• [Description of the task]: Produce an exact copy of all the data below, dropping every image.

• [Material provided]:

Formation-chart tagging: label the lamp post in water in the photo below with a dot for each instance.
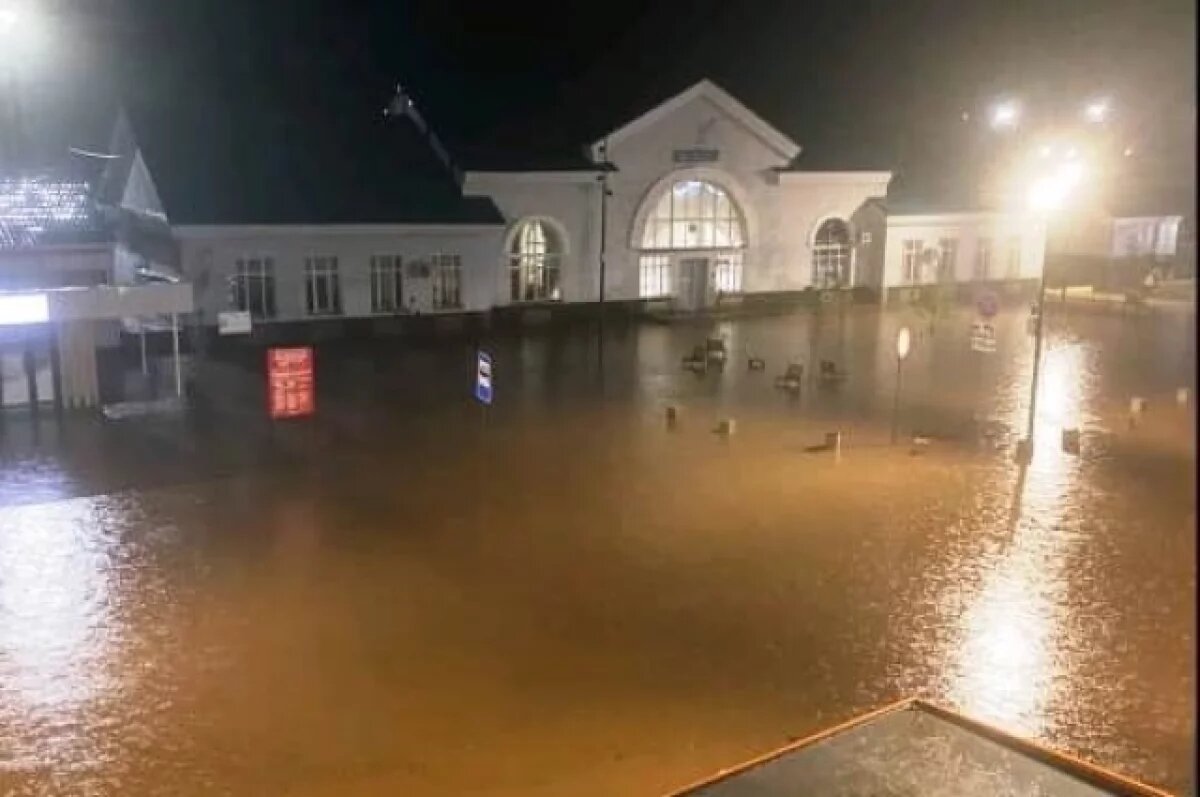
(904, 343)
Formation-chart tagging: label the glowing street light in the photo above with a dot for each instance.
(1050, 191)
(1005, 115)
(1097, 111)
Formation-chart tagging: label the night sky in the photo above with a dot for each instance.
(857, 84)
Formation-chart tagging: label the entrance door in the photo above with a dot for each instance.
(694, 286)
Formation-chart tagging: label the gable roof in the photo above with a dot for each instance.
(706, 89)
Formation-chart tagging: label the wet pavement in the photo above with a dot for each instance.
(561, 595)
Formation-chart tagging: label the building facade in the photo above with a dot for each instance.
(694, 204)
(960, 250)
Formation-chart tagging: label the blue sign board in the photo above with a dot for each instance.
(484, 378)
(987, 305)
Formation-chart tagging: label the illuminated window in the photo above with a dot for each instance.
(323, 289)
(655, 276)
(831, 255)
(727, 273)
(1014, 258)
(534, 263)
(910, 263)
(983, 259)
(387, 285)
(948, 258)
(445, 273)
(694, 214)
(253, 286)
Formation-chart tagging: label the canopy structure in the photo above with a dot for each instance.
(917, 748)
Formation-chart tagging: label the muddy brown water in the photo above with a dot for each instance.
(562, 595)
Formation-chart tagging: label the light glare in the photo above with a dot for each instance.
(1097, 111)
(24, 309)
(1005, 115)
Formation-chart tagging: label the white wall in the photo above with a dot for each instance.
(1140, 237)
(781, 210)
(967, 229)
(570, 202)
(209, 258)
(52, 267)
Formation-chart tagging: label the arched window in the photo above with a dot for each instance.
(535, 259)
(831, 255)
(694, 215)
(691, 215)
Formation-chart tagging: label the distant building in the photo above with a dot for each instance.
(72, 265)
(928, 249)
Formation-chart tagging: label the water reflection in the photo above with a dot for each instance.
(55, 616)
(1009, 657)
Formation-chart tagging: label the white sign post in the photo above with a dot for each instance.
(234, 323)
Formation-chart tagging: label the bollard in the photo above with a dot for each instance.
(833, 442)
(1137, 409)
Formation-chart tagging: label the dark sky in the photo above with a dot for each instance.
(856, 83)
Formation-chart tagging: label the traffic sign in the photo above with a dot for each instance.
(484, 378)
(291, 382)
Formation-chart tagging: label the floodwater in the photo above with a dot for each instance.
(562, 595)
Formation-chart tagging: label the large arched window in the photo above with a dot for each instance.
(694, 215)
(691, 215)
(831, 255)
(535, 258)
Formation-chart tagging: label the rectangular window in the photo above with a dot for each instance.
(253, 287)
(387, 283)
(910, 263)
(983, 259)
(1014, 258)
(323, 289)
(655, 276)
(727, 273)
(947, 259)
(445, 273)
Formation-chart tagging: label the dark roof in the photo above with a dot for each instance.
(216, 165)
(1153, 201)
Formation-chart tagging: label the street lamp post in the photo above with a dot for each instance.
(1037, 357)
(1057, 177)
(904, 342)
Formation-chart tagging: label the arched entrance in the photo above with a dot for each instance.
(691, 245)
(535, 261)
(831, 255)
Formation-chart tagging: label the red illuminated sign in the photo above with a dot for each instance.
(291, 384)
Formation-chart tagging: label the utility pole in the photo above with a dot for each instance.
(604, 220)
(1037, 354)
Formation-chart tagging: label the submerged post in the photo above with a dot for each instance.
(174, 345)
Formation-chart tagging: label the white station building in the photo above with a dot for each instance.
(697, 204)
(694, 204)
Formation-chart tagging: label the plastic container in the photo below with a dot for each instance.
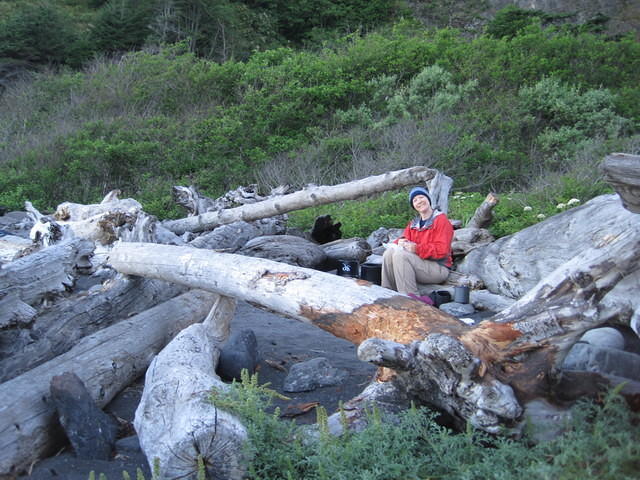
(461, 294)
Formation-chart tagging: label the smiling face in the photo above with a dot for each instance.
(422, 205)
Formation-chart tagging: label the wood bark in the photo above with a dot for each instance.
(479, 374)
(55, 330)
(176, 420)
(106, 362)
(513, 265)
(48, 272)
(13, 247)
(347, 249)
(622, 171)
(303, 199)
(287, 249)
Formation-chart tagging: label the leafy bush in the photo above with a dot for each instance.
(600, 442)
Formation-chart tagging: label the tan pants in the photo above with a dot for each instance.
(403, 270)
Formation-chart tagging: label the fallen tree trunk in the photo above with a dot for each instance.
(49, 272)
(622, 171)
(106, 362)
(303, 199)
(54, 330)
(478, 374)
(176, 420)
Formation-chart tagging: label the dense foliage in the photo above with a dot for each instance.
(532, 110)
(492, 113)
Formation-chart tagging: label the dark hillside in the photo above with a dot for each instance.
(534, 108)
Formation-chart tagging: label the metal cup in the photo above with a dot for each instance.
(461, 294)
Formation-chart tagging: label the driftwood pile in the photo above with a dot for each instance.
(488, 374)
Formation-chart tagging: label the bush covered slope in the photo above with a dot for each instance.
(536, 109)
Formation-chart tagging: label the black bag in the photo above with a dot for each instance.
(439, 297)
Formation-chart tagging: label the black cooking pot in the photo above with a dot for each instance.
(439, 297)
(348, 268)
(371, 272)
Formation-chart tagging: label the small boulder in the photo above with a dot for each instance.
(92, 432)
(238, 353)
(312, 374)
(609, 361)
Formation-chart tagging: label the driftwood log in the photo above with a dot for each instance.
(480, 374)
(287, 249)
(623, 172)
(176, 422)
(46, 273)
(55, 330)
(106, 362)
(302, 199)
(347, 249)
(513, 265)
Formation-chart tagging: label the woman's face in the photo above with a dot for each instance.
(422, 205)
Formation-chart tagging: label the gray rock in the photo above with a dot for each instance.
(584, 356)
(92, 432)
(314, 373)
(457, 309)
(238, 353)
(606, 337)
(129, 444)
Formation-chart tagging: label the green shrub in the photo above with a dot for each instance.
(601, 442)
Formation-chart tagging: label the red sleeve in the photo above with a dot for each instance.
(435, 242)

• [Response to this task]:
Formation-chart tagging: label the lamp post in water in the photo below with a dot for each instance.
(904, 343)
Formation-chart tagging: label the glowing street light in the photo above with a dot for each instance.
(1050, 191)
(1005, 115)
(1097, 111)
Formation-chart tagging: label the night sky in the photo above with a dot for each instance.
(857, 84)
Formation-chart tagging: label the entrance door in the photo above with a dot for each instance.
(694, 286)
Formation-chart tagging: label the gable roof in the photo above with a dot for each instance.
(706, 89)
Formation-chart tagging: label the wet pavement in the photo above with a dot for each instance.
(561, 595)
Formation-chart tagging: label the building facade in the photo above with a dot for each instance.
(694, 204)
(960, 250)
Formation-chart tagging: label the blue sign board in the photo above with a dot for each instance.
(484, 378)
(987, 305)
Formation-chart tagging: label the illuminated window in the photo above with a dot for each instance.
(323, 289)
(655, 276)
(831, 255)
(727, 273)
(1014, 258)
(534, 263)
(910, 263)
(983, 259)
(387, 285)
(948, 258)
(445, 273)
(694, 214)
(253, 286)
Formation-chart tagging: label the canopy structure in the photo above with a dot for each instance.
(917, 748)
Formation-chart tagging: label the muddy brown water in the photo above with a dot for each instance.
(562, 595)
Formation-chart tagging: label the light glare in the photo above with a dot for each instance.
(1097, 111)
(24, 309)
(1005, 115)
Formation-chart tagging: label the white wall in the photo above with a dot for each instance.
(1140, 237)
(781, 210)
(967, 229)
(570, 202)
(209, 258)
(52, 267)
Formation-chart tagging: label the arched window in the photo above with a dot for each instance.
(535, 259)
(831, 255)
(694, 215)
(691, 215)
Formation-chart tagging: label the distant building in the photo above with a dot for each instance.
(72, 265)
(928, 249)
Formation-chart tagging: label the water reflection in the photo above with a dot for each instance.
(55, 616)
(1009, 657)
Formation-chart tagging: label the white sign post in the photo above with a dot for each instance.
(234, 323)
Formation-chart tagging: label the bollard in the photo above with a dot for each instance.
(833, 442)
(1137, 409)
Formation-chart tagging: label the dark sky in the photo above with a dot for each instance.
(856, 83)
Formation-chart tagging: label the traffic sign in the photo above with a dot for each instance.
(484, 378)
(291, 382)
Formation-chart tagging: label the floodwater in the photo above with a dot for each instance.
(562, 595)
Formation-chart tagging: label the large arched window in the photo above with a dot for each instance.
(694, 215)
(691, 215)
(831, 255)
(535, 258)
Formation-chart tagging: label the rectangular window in the photo above with a dot for each instance.
(253, 287)
(387, 283)
(910, 263)
(983, 259)
(1014, 258)
(323, 289)
(655, 276)
(727, 273)
(947, 259)
(445, 273)
Formation-chart tagging: label the dark roof in the photo above with a dot for each instance.
(216, 165)
(1153, 201)
Formation-chart tagging: label the street lamp post in the photo above with a dot for each instance.
(1037, 357)
(1057, 177)
(904, 342)
Formation-chart tagging: label the arched entrance in the photo above with a dot for each instance.
(691, 245)
(535, 261)
(831, 255)
Formation-chart tagging: label the red illuminated sign in the photo above with a dot for each instance.
(291, 384)
Formation-chart tagging: label the utility pole in the photo above with a dot for each instance.
(604, 220)
(1037, 354)
Formation-chart tagging: label the submerged post in the photo above with a dot for each instance.
(174, 345)
Formation-chart tagging: label the white station building in the photo above with a dot for each instance.
(697, 204)
(694, 204)
Formation-chart tagging: label the plastic container in the photo below with a dot for each instance.
(461, 294)
Formation-chart tagging: label the smiling face in the photo above with a dot for each instance.
(422, 205)
Formation-chart tagging: label the wood bark in the photo above with a dot for each instance.
(479, 374)
(55, 330)
(176, 420)
(106, 362)
(513, 265)
(48, 272)
(13, 247)
(347, 249)
(622, 171)
(303, 199)
(287, 249)
Formation-chart tagging: label the leafy bush in the photo above with a dot for each instance.
(600, 442)
Formation-chart tagging: label the tan pants in the photo above with a dot for each instance.
(403, 270)
Formation-chart tagging: label the fallen tree trunk in the photo above with a dot for each instance.
(49, 272)
(622, 171)
(106, 362)
(303, 199)
(54, 330)
(478, 374)
(176, 420)
Formation-chart tagging: label the dense foliage in the photo above with a dot for each instance.
(532, 110)
(492, 113)
Formation-chart tagging: label the dark hillside in the photo above with a dot for each instance.
(534, 108)
Formation-chart tagging: label the metal cup in the photo above with a dot for each instance.
(461, 294)
Formation-chart tagging: label the driftwood pile in the photo above with a dot for each instance.
(488, 374)
Formation-chart tagging: label the bush covered slope in the photo above with a dot for each instance.
(536, 109)
Formation-chart tagging: label the black bag in the photo above with a dot for each instance.
(439, 297)
Formation-chart tagging: label the black cooking pot in the photo above with a dot for each instance.
(439, 297)
(348, 268)
(371, 272)
Formation-chart tagging: label the small boulder in the photo above with a dot for each instance.
(92, 432)
(238, 353)
(312, 374)
(609, 361)
Formation-chart tagging: label the driftwood log in the photo above with a dot for each instance.
(480, 374)
(287, 249)
(623, 172)
(176, 422)
(46, 273)
(55, 330)
(106, 362)
(302, 199)
(347, 249)
(513, 265)
Formation-chart tagging: label the woman's face in the photo above with a dot for each instance.
(422, 205)
Formation-chart tagging: label the gray rock in the photo above with a dot for each instance.
(584, 356)
(92, 432)
(314, 373)
(457, 309)
(238, 353)
(606, 337)
(129, 444)
Formation-chart tagging: label the green shrub in the photo above with a dot for each instance.
(601, 442)
Formation-chart tagging: label the red sleeve in the photo above with a dot for each instance.
(435, 242)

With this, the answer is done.